--- TEXTE D'ÉTUDE ---
^^^^^^^^

La survie de nombreuses espèces d’orchidées de pelouses calcaires dépend aussi de l’action des moutons pour le maintien d’un couvert herbacé bas ; par contre, leurs graines minuscules voyagent à grande distance grâce au vent

Les résultats montrent que les populations connectées entre elles par la transhumance tournante ont un très faible taux de consanguinité et présentent une diversité génétique (variantes différentes selon les individus pour un même marqueur) significativement plus élevée que dans les sites non parcourus. Ainsi, en transportant des graines de site en site, les moutons introduisent dans chaque site des plantes (après leur germination) au génotype nouveau et assurent ainsi le renouvellement qui évite les dérives de la consanguinité et permettent la recolonisation en cas d’extinction locale.

^^^^^^^^

--- DONNÉES PRÉSENTÉES ---
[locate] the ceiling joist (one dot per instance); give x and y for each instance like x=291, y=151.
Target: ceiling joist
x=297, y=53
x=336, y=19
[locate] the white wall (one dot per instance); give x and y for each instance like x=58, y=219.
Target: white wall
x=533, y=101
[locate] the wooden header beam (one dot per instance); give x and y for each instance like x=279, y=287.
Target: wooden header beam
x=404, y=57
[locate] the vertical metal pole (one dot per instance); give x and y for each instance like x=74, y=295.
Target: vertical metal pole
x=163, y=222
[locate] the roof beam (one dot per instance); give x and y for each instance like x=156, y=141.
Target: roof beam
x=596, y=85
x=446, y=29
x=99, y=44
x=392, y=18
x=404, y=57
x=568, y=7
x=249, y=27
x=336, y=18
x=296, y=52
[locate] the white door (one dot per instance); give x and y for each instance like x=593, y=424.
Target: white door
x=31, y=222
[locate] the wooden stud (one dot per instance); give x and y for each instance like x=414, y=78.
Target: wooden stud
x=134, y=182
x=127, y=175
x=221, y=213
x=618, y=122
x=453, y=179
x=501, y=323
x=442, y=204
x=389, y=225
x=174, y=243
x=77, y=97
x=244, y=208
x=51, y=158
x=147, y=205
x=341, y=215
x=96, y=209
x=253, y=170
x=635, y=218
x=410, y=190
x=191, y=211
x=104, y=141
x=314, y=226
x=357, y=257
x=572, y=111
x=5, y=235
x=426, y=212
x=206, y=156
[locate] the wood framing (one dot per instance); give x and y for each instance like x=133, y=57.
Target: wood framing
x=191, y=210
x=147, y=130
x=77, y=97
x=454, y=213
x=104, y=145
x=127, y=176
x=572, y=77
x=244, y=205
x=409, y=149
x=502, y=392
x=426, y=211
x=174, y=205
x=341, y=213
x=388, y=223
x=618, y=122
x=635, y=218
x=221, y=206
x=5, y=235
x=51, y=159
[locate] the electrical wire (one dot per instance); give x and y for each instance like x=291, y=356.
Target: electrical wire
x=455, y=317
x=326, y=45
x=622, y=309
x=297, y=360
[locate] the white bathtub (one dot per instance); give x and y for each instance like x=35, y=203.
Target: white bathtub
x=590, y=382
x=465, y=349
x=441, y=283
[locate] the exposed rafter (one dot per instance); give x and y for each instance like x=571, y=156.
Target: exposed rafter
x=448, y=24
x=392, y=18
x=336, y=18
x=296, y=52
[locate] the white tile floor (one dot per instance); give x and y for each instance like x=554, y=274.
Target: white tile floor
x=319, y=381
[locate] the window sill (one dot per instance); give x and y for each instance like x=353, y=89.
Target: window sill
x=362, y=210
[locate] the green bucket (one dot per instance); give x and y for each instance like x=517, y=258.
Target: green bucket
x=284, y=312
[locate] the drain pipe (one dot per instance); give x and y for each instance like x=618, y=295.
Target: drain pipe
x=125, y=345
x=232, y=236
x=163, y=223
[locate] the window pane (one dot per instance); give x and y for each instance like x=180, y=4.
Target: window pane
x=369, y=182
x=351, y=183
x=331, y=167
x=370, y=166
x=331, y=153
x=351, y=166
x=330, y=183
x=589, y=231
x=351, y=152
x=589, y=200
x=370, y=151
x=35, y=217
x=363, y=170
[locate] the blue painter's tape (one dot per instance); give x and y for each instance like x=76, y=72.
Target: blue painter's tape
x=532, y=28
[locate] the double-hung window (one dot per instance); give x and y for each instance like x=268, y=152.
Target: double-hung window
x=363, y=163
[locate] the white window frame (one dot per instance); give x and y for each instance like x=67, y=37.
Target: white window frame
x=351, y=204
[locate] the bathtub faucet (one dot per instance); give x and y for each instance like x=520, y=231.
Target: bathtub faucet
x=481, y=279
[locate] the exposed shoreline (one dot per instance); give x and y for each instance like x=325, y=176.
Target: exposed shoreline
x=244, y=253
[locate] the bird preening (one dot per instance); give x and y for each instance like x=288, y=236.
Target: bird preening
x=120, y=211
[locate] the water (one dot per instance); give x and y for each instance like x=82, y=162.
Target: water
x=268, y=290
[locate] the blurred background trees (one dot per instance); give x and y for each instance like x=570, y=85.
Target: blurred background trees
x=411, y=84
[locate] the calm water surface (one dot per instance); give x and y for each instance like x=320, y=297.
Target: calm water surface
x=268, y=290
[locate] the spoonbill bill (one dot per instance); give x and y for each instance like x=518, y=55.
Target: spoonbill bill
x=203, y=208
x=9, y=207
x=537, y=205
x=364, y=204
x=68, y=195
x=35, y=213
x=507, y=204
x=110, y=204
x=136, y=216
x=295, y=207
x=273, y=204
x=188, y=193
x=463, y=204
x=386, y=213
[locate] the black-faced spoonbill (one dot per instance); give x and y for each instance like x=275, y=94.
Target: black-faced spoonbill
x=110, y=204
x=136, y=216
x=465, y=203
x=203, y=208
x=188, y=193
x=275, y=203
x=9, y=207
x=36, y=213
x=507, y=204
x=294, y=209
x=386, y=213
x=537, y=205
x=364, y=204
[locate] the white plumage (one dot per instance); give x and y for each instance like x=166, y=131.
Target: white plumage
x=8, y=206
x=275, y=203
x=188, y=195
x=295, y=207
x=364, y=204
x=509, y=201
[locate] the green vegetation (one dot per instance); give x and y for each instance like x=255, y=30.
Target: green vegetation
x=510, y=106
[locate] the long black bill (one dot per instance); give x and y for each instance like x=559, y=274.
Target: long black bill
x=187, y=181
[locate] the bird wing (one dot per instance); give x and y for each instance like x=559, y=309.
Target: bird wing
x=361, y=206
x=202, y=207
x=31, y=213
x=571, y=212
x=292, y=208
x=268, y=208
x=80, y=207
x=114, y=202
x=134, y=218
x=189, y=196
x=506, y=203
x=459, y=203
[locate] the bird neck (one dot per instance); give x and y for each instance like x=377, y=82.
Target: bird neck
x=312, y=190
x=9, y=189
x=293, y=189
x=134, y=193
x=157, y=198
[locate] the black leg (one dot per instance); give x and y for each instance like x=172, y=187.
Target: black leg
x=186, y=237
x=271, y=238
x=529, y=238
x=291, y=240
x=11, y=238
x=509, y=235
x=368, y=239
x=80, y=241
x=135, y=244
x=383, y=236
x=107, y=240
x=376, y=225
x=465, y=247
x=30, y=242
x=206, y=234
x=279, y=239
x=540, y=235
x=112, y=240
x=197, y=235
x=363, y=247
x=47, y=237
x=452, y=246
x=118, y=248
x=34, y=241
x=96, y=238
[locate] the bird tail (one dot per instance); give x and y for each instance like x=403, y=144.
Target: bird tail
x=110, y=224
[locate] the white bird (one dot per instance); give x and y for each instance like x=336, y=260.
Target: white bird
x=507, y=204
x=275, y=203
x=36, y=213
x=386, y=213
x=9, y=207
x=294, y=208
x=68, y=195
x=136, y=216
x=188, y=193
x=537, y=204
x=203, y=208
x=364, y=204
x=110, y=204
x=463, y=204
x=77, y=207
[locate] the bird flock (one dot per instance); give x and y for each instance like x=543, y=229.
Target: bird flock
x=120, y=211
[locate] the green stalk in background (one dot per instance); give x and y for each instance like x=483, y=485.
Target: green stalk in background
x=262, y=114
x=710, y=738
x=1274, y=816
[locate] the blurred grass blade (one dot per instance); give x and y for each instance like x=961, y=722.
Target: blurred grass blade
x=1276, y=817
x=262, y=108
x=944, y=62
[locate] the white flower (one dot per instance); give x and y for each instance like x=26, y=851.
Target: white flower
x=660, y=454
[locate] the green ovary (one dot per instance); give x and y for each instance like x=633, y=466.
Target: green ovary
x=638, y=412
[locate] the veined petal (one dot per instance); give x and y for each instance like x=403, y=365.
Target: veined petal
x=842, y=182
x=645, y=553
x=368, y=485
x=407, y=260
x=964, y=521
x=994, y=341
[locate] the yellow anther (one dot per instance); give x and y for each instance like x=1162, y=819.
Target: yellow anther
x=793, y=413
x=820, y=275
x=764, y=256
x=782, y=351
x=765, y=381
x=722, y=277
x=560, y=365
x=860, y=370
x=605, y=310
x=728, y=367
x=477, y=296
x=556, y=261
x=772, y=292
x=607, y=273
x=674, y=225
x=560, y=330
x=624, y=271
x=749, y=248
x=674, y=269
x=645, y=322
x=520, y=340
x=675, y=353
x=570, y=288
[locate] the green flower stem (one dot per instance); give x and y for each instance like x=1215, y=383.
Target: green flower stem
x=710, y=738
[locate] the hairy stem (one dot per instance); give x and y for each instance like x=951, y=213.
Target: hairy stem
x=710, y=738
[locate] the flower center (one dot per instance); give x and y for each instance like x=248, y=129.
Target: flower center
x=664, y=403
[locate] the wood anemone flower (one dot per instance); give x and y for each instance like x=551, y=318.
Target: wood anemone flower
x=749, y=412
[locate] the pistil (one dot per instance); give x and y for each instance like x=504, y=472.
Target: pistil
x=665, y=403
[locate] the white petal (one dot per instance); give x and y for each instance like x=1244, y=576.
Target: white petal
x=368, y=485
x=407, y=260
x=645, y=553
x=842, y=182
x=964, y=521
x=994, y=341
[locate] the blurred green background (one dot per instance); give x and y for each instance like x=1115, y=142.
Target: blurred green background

^^^^^^^^

--- CONSIGNES DES EXERCICES ---
**1)** D'après le texte d'étude, comment les graines des orchidées de pelouses calcaires parcourent-elles de grandes distances ?
**2)** Indiquez, s'il vous plaît, si chaque affirmation concorde avec le texte d'étude, en citant les mots qui tranchent : (a) les populations reliées par la transhumance tournante présentent un taux de consanguinité élevé ; (b) les moutons transportent des graines d'un site à l'autre ; (c) la diversité génétique est plus forte dans les sites non parcourus.
Ces données n'interviennent pas dans ce travail.

--- EXERCICES CORRIGÉS ---
**1)** Elles voyagent à grande distance grâce au vent.

**2)**
(a) Non : « ont un très faible taux de consanguinité ».
(b) Oui : « en transportant des graines de site en site ».
(c) Non : « significativement plus élevée que dans les sites non parcourus ».